• **RECORDS SUPPLIED**:
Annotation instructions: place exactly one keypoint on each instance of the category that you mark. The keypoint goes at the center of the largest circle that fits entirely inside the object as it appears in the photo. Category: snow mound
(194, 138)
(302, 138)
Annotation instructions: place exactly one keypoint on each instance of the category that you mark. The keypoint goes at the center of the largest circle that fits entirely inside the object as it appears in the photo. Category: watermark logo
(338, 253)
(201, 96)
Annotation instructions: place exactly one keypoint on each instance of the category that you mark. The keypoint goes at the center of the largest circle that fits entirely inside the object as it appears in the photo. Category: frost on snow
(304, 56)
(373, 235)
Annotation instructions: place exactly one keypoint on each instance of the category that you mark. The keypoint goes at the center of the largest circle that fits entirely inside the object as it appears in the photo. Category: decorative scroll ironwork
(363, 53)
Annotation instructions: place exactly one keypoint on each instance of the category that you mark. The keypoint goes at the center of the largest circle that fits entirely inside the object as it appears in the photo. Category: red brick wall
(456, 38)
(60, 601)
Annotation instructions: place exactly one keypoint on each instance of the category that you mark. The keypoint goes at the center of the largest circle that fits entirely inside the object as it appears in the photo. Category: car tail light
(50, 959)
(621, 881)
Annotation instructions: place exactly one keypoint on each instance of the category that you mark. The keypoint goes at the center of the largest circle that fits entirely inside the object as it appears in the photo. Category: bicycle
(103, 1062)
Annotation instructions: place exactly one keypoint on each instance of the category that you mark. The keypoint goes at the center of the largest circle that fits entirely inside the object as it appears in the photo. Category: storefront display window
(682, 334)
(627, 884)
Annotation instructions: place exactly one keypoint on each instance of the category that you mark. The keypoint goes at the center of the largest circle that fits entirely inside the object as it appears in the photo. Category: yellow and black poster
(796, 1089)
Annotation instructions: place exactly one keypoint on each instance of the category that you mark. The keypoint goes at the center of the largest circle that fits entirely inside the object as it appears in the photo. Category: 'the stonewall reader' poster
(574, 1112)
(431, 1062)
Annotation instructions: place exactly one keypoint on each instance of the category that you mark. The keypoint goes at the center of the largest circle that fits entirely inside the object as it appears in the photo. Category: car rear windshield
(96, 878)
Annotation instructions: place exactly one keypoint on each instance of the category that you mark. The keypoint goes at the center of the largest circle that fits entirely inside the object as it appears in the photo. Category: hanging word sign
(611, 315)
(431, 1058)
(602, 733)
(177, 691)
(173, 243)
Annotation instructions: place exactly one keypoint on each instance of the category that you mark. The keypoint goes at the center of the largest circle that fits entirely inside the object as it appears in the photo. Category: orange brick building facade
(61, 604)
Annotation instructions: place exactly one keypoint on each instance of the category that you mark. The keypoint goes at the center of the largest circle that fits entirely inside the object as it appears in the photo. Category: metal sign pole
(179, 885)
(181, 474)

• **EXERCISE DESCRIPTION**:
Please add 58 to each number in the keypoint coordinates of the records above, starting at the line that contains "red brick wall" and ending at the line that contains "(103, 1062)". Write out all of those lines and leave the ones without coordinates unchanged.

• **ANSWER TO THIS PROBLEM**:
Annotation instructions: place exactly one keypoint on each instance of the category that you mark. The keypoint goes at the center of the largest circle that fits entirely inside the object as it appears in the photo. Category: red brick wall
(514, 96)
(118, 659)
Annotation instructions: place exactly one keypoint on each instance of the category that you mark. The keypoint goes at the center of the largest circle that fits entirely inside the object as it appears in the photo. Category: car tail light
(108, 1017)
(679, 939)
Annotation instructions: place exactly one keypoint on each instance of the category that you mark. The keypoint goes at the center of the largest circle that fits entirely inside the object as it appears in the photo. Category: bicycle
(161, 1120)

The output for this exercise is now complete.